#### The problem
Omitting the images, transcribe the records below exactly as they stand.

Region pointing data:
□ □ □ □ □

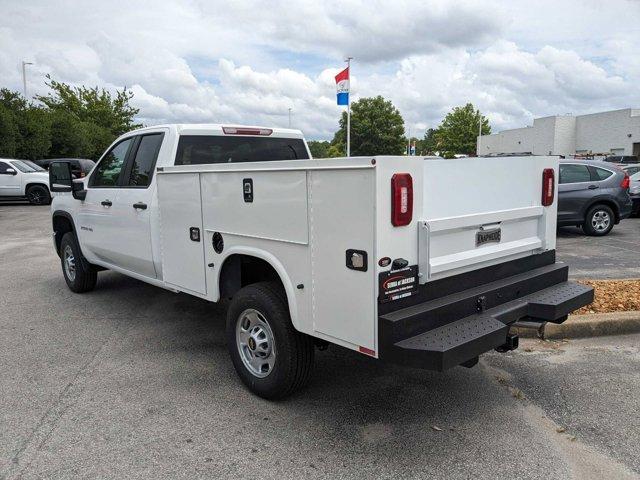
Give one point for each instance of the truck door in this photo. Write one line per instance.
(99, 236)
(134, 206)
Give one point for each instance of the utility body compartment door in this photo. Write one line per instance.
(478, 212)
(181, 235)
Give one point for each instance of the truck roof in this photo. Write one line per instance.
(217, 129)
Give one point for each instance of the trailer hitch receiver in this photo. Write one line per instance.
(510, 344)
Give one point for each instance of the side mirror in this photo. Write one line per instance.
(78, 192)
(60, 178)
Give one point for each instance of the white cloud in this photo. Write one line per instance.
(249, 62)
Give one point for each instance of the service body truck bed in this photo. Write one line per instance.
(420, 261)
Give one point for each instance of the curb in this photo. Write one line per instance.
(581, 326)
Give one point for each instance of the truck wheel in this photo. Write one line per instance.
(598, 221)
(271, 357)
(79, 274)
(38, 195)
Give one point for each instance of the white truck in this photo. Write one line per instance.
(425, 262)
(21, 179)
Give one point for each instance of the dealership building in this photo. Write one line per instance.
(607, 133)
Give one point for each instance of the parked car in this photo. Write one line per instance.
(80, 167)
(634, 192)
(19, 180)
(34, 165)
(631, 169)
(379, 255)
(593, 195)
(621, 159)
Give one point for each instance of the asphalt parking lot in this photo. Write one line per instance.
(613, 256)
(131, 381)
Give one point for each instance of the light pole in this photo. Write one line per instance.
(348, 60)
(479, 133)
(24, 76)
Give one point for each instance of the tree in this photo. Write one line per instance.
(319, 149)
(377, 128)
(68, 122)
(429, 143)
(24, 127)
(458, 131)
(84, 121)
(95, 105)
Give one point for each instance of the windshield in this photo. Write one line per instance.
(33, 165)
(23, 167)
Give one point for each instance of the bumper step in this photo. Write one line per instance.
(459, 341)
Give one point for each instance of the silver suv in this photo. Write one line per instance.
(593, 195)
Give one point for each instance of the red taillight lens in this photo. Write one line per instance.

□ □ □ □ □

#### Response area
Give one point for each instance of the truck door in this photo. Write one line per instance.
(99, 236)
(134, 206)
Give one point for each instance of the utility body compartment door in this photo. Write one line per instance.
(478, 212)
(181, 235)
Give one point for each instance of the truck roof in this photo. Write one line per instance.
(217, 129)
Give one point for each instance of the trailer hitch receiver in this photo. Write one line per instance.
(510, 344)
Give one point for each instance of the side mirror in this photo. Write one line per instance.
(78, 192)
(60, 178)
Give one point for each instance of the white cloud in this photo. Write one line per instance.
(249, 62)
Give one point for each instance of the service body truck bed in this photo. Write one line per instance.
(420, 261)
Give one point for each instance of the curb in this photo. Write one line per instance.
(581, 326)
Give one point for each instance of the truck wheel in this photo. Write one line per instance.
(598, 221)
(271, 357)
(79, 274)
(38, 195)
Give one point for each instance of the white truck in this photo. Write one line per instance.
(425, 262)
(21, 179)
Give one point for each instance of the dealership building in this photo. Write one line per instance.
(607, 133)
Give one point for each instance of the parked car in this photo. Write one line per instance.
(80, 167)
(634, 192)
(19, 180)
(34, 165)
(631, 169)
(379, 255)
(593, 195)
(621, 159)
Give one point for each instance of the asphalt parking lot in this photo. Write one line per instance.
(613, 256)
(131, 381)
Give one point for each instance of the light pole in this photo. Write one line per instance.
(348, 60)
(479, 133)
(24, 76)
Give one point for each instance of the tree in this photo. Write one line per instance.
(319, 149)
(377, 128)
(68, 122)
(429, 143)
(24, 127)
(458, 131)
(84, 121)
(95, 105)
Give one point for each instance of the windshield in this photo. Write one line per instance.
(33, 165)
(23, 167)
Give one point for each instance of the bumper step in this photo. Write one line per instance.
(459, 341)
Give one point for each instance of the silver suv in this photo. Write one line per instance.
(593, 195)
Give one point for each instance of the red taillight lens in this photo. Write one line per instance.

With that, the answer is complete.